Satisfaction. Frustration. C’est le moment des bilans. Comité organisateur, participants, groupes en polémique, spectateurs, chacun y va de son commentaire.

En fait, sans aucune plaisanterie, que peut-on retenir de ces dernières manifestations carnavalesques à Port-au-Prince ? Personnellement, j’en retiens quatre choses :

1-   Haïti est encore loin d’être une priorité pour les autorités haïtiennes. C’est un pays où l’assouvissement de la mégalomanie des dirigeants passe en premier au détriment des besoins du peuple. Six festivités carnavalesques en trois ans. Pendant que les vraies urgences sont négligées.

2-   Pendant que les fêtards jubilaient au Champ-de-Mars, Arnel Bélizaire continue sa grève de faim au Parlement. La libération des prisonniers politiques, le respect de la loi sont parmi les revendications du très populaire député de Tabarre.

3-   Un autre carnaval à Port-au-Prince un 28 juillet. Date marquant le début de l’Occupation américaine en Haïti. L’année dernière, la classe intellectuelle est sortie de son silence disant non à cette insulte historique. N’empêche que cette année, le 28 juillet a été encore retenu dans le calendrier du carnaval des Fleurs. Mépris, ignorance ou simple coïncidence ?  « Un carnaval en Haïti le 28 juillet, personne ne l’aurait cru depuis la douloureuse période 1915-1934. Toutefois, depuis deux années, l’on assiste de manière impuissante et passive à des défilés de chars dans la capitale le 28 juillet. Sont-ils vraiment des Haïtiens, ceux et celles qui nous dirigent ? Est-ce un problème de culture historique, ils ne savent rien de cette date? Ou est-ce une tentative consciente, voulue ou même préparée pour tuer le passé? », s’est indigné un jeune sociologue.

__CONSIGNE__
Dans le texte sur le carnaval de Port-au-Prince, reprenez le passage qui commence aux mots « Satisfaction. Frustration. C’est » et s'arrête après « de son commentaire. », en substituant « Déception » à « Frustration ».

__DONNÉES FOURNIES__

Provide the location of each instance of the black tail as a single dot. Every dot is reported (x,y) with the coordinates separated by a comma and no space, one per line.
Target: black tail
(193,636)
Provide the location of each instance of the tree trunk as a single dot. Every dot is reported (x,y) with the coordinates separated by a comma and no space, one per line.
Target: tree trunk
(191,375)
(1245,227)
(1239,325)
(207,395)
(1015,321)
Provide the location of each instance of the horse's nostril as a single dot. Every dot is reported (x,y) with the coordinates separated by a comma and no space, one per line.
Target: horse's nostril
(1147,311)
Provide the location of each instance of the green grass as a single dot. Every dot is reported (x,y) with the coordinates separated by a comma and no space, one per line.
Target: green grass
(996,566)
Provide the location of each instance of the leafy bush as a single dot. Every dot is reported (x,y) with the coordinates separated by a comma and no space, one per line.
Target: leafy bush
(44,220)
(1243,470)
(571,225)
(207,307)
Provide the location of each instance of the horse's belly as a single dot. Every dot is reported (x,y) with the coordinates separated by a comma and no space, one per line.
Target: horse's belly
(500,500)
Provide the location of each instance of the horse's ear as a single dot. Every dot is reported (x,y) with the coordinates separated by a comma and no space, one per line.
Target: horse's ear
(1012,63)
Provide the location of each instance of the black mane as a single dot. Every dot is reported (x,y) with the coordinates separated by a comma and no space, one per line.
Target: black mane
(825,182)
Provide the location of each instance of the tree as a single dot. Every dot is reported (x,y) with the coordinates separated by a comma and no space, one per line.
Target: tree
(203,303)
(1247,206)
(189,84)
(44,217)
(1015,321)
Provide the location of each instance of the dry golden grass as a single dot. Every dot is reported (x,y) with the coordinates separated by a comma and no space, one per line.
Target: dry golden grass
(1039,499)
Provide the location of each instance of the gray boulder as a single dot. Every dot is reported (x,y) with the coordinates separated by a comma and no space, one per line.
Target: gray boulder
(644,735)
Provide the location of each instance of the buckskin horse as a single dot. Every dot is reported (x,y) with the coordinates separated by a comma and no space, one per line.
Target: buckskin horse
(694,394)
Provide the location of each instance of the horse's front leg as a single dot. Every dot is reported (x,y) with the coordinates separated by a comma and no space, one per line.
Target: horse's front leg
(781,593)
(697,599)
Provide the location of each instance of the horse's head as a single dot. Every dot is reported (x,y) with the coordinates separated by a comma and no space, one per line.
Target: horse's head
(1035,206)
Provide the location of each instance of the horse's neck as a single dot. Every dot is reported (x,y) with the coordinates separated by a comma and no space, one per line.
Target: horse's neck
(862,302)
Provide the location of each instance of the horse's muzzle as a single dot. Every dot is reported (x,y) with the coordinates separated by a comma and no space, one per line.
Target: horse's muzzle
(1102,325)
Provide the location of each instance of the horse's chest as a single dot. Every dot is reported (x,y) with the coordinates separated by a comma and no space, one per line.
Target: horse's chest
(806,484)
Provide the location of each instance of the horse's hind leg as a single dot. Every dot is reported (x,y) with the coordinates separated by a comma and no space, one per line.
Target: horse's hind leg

__RÉSULTAT ATTENDU__
Satisfaction. Déception. C’est le moment des bilans. Comité organisateur, participants, groupes en polémique, spectateurs, chacun y va de son commentaire.